* Written instruction
Reproduce the data word for word, everything from the very start down to the line containing "19 69 L 20 57", including that line.

Dataset excerpt

-----

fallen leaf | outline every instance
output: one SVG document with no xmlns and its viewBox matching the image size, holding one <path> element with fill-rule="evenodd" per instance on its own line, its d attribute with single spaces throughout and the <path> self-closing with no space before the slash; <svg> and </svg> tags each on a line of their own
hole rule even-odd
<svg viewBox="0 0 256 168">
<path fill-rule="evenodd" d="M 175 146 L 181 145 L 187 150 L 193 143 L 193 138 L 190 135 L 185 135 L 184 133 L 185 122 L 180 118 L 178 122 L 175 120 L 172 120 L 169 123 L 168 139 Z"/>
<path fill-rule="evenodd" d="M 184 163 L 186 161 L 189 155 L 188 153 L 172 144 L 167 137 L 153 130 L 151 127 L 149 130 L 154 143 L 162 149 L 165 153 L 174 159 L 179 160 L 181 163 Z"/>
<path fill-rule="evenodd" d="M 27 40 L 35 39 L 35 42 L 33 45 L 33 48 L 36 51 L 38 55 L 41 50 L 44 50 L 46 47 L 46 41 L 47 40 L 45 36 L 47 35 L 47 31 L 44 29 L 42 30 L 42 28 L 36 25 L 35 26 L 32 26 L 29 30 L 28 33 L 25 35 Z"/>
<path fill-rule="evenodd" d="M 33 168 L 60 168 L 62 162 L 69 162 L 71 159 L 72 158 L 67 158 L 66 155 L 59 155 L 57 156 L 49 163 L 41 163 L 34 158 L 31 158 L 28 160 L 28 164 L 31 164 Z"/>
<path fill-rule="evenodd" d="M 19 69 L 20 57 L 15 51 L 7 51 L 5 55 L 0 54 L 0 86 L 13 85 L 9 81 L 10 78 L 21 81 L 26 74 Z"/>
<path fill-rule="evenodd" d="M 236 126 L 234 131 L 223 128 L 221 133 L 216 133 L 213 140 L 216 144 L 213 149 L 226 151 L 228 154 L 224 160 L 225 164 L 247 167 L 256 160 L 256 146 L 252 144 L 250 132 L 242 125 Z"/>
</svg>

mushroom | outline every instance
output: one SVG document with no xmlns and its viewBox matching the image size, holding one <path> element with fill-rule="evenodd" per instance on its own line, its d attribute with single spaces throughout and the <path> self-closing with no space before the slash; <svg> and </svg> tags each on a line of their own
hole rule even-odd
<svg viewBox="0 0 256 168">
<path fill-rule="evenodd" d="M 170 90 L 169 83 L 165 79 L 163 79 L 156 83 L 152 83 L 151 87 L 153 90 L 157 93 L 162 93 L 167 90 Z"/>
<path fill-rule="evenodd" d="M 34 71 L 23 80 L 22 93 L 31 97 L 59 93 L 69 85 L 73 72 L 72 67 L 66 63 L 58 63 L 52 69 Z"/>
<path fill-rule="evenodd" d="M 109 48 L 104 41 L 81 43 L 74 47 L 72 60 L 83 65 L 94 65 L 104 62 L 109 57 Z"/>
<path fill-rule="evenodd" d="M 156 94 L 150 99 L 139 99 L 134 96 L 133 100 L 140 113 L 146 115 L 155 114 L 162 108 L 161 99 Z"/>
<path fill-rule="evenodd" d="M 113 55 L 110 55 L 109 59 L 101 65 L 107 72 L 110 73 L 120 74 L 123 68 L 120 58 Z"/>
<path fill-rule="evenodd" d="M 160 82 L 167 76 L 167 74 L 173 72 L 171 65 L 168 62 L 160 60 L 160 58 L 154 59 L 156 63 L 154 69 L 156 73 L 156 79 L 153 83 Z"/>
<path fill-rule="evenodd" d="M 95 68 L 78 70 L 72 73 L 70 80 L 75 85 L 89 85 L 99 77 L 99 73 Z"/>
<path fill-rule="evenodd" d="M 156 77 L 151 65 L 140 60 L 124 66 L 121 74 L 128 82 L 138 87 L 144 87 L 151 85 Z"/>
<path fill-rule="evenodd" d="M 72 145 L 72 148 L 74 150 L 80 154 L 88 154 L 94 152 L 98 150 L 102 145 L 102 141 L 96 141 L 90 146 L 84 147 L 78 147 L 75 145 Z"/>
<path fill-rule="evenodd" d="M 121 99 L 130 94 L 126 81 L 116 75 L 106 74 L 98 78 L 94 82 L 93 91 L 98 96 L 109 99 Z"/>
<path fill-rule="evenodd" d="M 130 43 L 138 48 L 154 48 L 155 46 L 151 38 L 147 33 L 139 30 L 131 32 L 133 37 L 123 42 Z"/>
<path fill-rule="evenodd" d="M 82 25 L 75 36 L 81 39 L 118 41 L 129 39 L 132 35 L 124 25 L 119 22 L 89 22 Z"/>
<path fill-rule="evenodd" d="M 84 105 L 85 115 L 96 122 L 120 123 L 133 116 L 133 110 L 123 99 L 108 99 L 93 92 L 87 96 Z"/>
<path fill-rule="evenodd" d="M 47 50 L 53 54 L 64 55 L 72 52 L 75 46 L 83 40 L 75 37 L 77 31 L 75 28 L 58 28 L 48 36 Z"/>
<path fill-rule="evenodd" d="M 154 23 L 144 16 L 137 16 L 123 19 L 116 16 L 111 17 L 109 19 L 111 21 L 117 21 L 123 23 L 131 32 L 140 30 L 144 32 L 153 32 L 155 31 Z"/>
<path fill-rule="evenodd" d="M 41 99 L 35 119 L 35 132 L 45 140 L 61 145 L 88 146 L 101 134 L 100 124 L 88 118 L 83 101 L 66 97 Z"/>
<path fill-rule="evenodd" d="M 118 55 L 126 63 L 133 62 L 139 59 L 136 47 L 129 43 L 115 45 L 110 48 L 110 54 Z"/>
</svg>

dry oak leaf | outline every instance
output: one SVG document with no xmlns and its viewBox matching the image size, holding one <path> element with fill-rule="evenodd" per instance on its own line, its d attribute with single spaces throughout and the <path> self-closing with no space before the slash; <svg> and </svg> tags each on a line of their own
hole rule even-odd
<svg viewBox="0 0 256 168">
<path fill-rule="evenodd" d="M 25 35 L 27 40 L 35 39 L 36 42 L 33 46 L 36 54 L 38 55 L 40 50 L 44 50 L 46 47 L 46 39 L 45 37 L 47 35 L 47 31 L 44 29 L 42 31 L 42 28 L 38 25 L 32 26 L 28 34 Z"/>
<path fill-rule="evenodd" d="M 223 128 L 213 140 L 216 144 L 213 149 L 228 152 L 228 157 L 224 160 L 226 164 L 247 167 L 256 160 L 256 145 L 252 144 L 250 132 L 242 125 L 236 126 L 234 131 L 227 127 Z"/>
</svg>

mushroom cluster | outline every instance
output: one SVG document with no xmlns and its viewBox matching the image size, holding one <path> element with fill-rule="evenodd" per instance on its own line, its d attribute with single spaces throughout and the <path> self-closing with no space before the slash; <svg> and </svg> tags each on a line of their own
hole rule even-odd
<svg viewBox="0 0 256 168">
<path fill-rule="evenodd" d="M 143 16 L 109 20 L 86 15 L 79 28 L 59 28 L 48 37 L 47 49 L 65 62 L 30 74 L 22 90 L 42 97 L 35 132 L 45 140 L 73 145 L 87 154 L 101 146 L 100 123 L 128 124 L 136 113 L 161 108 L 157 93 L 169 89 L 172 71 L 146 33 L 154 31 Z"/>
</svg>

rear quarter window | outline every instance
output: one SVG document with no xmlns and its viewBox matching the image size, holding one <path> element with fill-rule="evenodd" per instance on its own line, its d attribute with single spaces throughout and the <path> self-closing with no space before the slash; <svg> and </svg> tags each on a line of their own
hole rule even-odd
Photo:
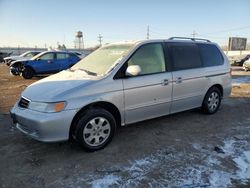
<svg viewBox="0 0 250 188">
<path fill-rule="evenodd" d="M 195 44 L 169 44 L 173 70 L 185 70 L 202 67 L 199 49 Z"/>
<path fill-rule="evenodd" d="M 201 53 L 201 59 L 204 67 L 222 65 L 224 58 L 219 49 L 212 44 L 198 44 Z"/>
</svg>

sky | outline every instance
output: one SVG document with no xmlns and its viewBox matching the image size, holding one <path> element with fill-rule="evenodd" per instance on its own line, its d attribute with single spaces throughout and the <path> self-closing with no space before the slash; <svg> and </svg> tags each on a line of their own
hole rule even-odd
<svg viewBox="0 0 250 188">
<path fill-rule="evenodd" d="M 85 47 L 172 36 L 250 42 L 250 0 L 0 0 L 0 47 Z"/>
</svg>

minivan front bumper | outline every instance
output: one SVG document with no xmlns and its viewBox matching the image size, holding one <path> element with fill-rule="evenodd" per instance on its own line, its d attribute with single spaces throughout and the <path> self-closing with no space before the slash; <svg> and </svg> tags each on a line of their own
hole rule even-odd
<svg viewBox="0 0 250 188">
<path fill-rule="evenodd" d="M 69 139 L 76 110 L 42 113 L 15 105 L 10 114 L 17 129 L 24 134 L 42 142 L 57 142 Z"/>
</svg>

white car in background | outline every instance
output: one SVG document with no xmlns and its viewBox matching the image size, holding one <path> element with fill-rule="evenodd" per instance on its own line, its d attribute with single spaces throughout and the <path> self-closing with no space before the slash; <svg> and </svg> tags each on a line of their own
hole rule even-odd
<svg viewBox="0 0 250 188">
<path fill-rule="evenodd" d="M 250 59 L 248 59 L 247 61 L 245 61 L 242 65 L 243 69 L 245 71 L 249 71 L 250 70 Z"/>
<path fill-rule="evenodd" d="M 8 66 L 10 66 L 10 63 L 12 61 L 16 61 L 16 60 L 29 60 L 32 57 L 34 57 L 35 55 L 41 53 L 41 51 L 27 51 L 23 54 L 21 54 L 20 56 L 9 56 L 9 57 L 5 57 L 4 59 L 4 63 Z"/>
</svg>

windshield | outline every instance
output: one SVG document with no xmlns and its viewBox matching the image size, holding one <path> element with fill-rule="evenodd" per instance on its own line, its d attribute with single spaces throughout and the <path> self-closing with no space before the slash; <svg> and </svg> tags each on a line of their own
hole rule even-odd
<svg viewBox="0 0 250 188">
<path fill-rule="evenodd" d="M 46 52 L 41 52 L 41 53 L 38 53 L 37 55 L 33 56 L 31 58 L 31 60 L 36 60 L 38 57 L 40 57 L 41 55 L 45 54 Z"/>
<path fill-rule="evenodd" d="M 21 57 L 27 57 L 27 56 L 29 56 L 30 54 L 31 54 L 31 52 L 25 52 L 25 53 L 21 54 L 20 56 L 21 56 Z"/>
<path fill-rule="evenodd" d="M 119 63 L 132 47 L 133 44 L 114 44 L 99 48 L 75 64 L 70 70 L 83 70 L 93 75 L 102 76 Z"/>
</svg>

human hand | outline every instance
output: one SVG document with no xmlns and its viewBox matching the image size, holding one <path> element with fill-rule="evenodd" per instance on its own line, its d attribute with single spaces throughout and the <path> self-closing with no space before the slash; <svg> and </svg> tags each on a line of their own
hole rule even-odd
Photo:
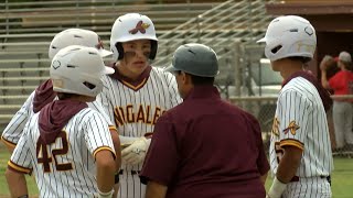
<svg viewBox="0 0 353 198">
<path fill-rule="evenodd" d="M 328 70 L 333 63 L 334 59 L 332 58 L 332 56 L 325 55 L 320 63 L 320 69 L 323 72 Z"/>
<path fill-rule="evenodd" d="M 149 141 L 141 136 L 121 151 L 121 160 L 130 165 L 139 164 L 145 160 L 148 147 Z"/>
</svg>

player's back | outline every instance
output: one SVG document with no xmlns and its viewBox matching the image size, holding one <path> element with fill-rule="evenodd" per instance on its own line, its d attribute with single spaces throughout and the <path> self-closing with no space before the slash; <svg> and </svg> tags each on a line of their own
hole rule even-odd
<svg viewBox="0 0 353 198">
<path fill-rule="evenodd" d="M 281 102 L 287 103 L 286 107 L 290 108 L 277 113 L 297 113 L 296 120 L 302 119 L 304 122 L 300 123 L 306 123 L 300 125 L 297 132 L 298 135 L 304 134 L 306 138 L 299 138 L 303 141 L 304 150 L 302 163 L 296 175 L 300 177 L 329 175 L 333 169 L 330 133 L 327 113 L 318 89 L 303 77 L 297 77 L 282 88 L 279 98 Z M 301 116 L 300 112 L 306 114 Z"/>
<path fill-rule="evenodd" d="M 104 123 L 104 118 L 89 108 L 72 117 L 57 133 L 55 142 L 45 145 L 40 139 L 39 113 L 26 125 L 32 166 L 41 197 L 93 197 L 96 194 L 95 135 L 87 130 Z M 108 130 L 108 124 L 106 130 Z M 97 139 L 100 131 L 97 133 Z M 89 145 L 93 145 L 92 147 Z M 87 147 L 88 146 L 88 147 Z"/>
</svg>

-----

* Task result
fallen leaf | outline every instance
output: one SVG document with no xmlns and its viewBox matching the image size, holding one <path> element with fill-rule="evenodd" per instance on its own line, its d attribute with single spaces throughout and the <path> self-closing with no space before the slash; <svg> and </svg> tags each on a line of their own
hole rule even-odd
<svg viewBox="0 0 256 168">
<path fill-rule="evenodd" d="M 175 146 L 181 145 L 187 150 L 193 143 L 193 138 L 190 135 L 185 135 L 184 133 L 185 122 L 180 118 L 178 122 L 175 120 L 172 120 L 169 123 L 168 139 Z"/>
<path fill-rule="evenodd" d="M 184 163 L 186 161 L 189 155 L 188 153 L 172 144 L 167 137 L 153 130 L 151 127 L 149 130 L 154 143 L 162 149 L 165 153 L 174 159 L 179 160 L 181 163 Z"/>
<path fill-rule="evenodd" d="M 27 40 L 35 39 L 35 42 L 33 45 L 33 48 L 36 51 L 38 55 L 41 50 L 44 50 L 46 47 L 46 41 L 47 40 L 45 36 L 47 35 L 47 31 L 44 29 L 42 30 L 42 28 L 36 25 L 35 26 L 32 26 L 29 30 L 28 33 L 25 35 Z"/>
<path fill-rule="evenodd" d="M 33 168 L 60 168 L 62 162 L 69 162 L 71 159 L 72 158 L 67 158 L 66 155 L 59 155 L 57 156 L 49 163 L 41 163 L 34 158 L 31 158 L 28 160 L 28 164 L 31 164 Z"/>
<path fill-rule="evenodd" d="M 19 69 L 20 57 L 15 51 L 7 51 L 5 55 L 0 54 L 0 86 L 13 85 L 9 81 L 10 78 L 21 81 L 26 74 Z"/>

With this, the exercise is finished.